Task directions
Please pick out every line in the records below that contains the string "suit" and copy each one, treating uppercase and lowercase as different.

[Begin Supplied data]

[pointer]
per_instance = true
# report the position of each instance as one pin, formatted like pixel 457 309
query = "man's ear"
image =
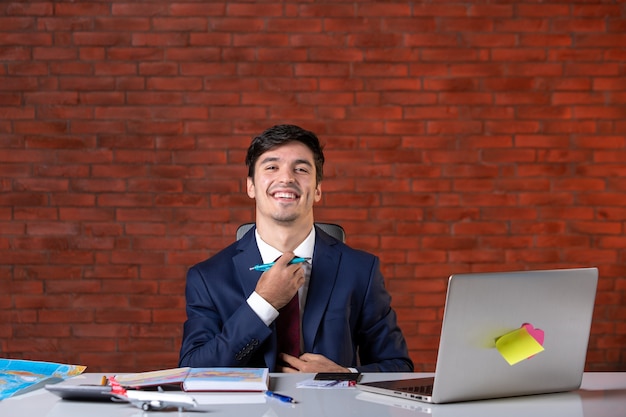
pixel 250 187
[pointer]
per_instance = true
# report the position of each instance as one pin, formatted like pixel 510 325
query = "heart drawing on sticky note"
pixel 536 334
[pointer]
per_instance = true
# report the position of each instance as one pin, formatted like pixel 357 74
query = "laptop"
pixel 483 307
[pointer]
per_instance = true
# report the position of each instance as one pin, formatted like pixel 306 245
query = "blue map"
pixel 18 376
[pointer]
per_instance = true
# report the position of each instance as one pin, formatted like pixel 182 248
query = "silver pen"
pixel 265 267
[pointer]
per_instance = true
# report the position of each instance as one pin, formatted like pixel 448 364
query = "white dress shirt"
pixel 259 305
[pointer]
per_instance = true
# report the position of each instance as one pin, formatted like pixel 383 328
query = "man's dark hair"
pixel 282 134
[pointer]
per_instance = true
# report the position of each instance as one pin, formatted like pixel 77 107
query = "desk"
pixel 602 394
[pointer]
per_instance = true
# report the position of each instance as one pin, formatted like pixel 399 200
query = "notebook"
pixel 481 308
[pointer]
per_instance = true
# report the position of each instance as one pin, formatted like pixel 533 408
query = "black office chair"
pixel 332 229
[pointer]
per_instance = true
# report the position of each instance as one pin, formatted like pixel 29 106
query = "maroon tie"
pixel 288 328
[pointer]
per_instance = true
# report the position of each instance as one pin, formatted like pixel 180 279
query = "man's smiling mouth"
pixel 285 195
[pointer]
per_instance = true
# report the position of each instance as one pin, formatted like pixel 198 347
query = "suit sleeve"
pixel 382 347
pixel 221 329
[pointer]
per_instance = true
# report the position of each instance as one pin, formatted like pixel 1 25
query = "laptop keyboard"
pixel 418 389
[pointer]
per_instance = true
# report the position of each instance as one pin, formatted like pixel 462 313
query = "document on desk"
pixel 331 380
pixel 314 383
pixel 214 398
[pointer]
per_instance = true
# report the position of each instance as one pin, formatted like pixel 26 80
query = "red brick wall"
pixel 460 136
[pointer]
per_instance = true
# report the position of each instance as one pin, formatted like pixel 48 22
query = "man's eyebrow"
pixel 296 162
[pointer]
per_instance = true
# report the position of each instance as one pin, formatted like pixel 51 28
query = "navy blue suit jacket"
pixel 347 316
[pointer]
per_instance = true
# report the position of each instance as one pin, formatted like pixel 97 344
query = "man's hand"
pixel 309 363
pixel 280 283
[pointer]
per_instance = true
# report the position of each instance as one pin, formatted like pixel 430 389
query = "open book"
pixel 200 379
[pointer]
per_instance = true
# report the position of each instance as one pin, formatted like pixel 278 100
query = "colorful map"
pixel 19 375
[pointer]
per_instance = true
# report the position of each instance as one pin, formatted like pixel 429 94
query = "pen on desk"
pixel 265 267
pixel 280 397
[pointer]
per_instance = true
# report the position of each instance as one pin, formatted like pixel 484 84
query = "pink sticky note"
pixel 537 334
pixel 520 344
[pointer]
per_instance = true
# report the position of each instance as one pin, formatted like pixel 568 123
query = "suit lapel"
pixel 323 277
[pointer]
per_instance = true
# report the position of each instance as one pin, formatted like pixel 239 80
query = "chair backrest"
pixel 332 229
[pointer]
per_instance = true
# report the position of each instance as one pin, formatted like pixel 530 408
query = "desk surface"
pixel 602 394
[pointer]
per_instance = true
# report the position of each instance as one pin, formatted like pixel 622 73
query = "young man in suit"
pixel 345 321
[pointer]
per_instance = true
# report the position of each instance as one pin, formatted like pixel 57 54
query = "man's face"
pixel 284 184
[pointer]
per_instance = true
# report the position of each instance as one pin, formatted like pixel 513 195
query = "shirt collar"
pixel 270 254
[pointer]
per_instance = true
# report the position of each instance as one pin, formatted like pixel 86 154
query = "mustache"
pixel 292 188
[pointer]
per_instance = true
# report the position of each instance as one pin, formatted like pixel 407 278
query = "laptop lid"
pixel 483 307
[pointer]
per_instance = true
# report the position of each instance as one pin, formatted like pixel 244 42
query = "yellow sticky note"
pixel 517 346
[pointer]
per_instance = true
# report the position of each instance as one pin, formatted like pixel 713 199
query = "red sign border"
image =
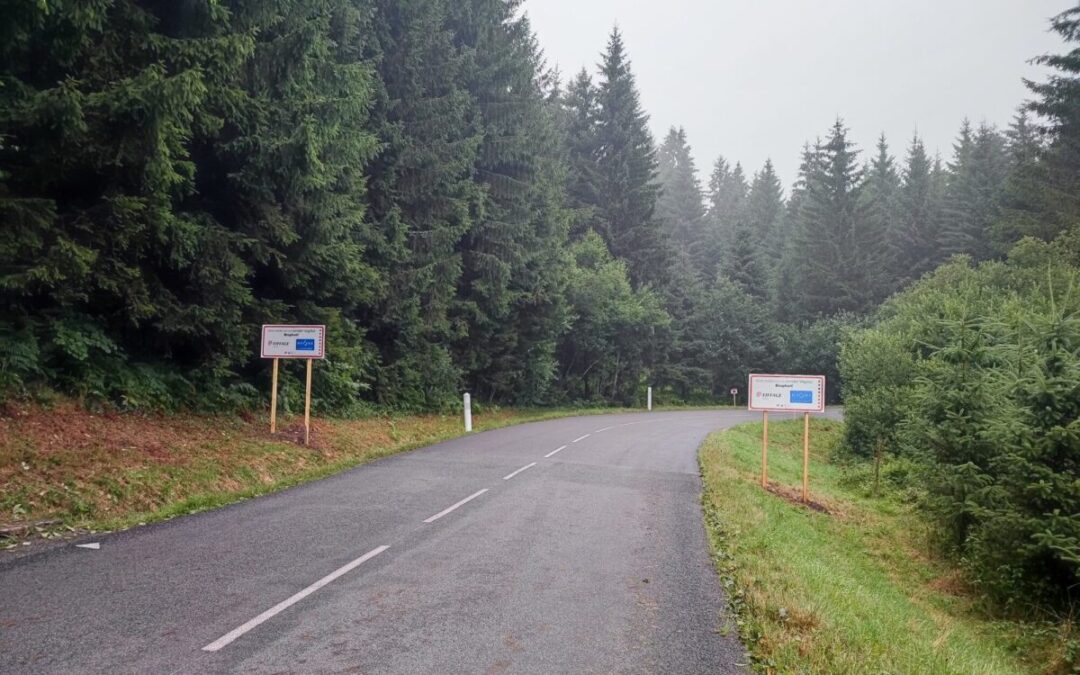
pixel 750 392
pixel 322 339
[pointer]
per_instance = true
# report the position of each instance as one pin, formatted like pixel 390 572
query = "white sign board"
pixel 284 341
pixel 795 393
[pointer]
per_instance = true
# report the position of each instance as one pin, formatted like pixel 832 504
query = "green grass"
pixel 854 590
pixel 97 473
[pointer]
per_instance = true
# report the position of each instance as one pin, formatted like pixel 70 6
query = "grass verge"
pixel 854 590
pixel 70 470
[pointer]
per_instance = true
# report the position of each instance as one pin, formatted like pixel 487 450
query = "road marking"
pixel 507 477
pixel 231 635
pixel 563 447
pixel 460 503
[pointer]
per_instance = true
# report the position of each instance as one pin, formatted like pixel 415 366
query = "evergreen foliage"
pixel 974 373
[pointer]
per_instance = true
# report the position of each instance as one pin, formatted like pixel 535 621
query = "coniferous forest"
pixel 414 175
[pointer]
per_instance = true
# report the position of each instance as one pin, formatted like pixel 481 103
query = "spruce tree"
pixel 750 257
pixel 422 198
pixel 880 196
pixel 914 240
pixel 510 296
pixel 727 191
pixel 1043 197
pixel 578 115
pixel 626 171
pixel 111 254
pixel 838 256
pixel 679 206
pixel 972 201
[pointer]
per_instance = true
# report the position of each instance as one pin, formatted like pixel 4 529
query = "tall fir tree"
pixel 1044 199
pixel 880 197
pixel 727 191
pixel 579 117
pixel 626 171
pixel 914 240
pixel 751 256
pixel 422 197
pixel 838 256
pixel 972 201
pixel 510 301
pixel 679 206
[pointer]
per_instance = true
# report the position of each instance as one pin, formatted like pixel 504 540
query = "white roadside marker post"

[End Supplied data]

Task result
query = "suit sleeve"
query = "navy blue suit jacket"
query = "suit lapel"
query = "young man in suit"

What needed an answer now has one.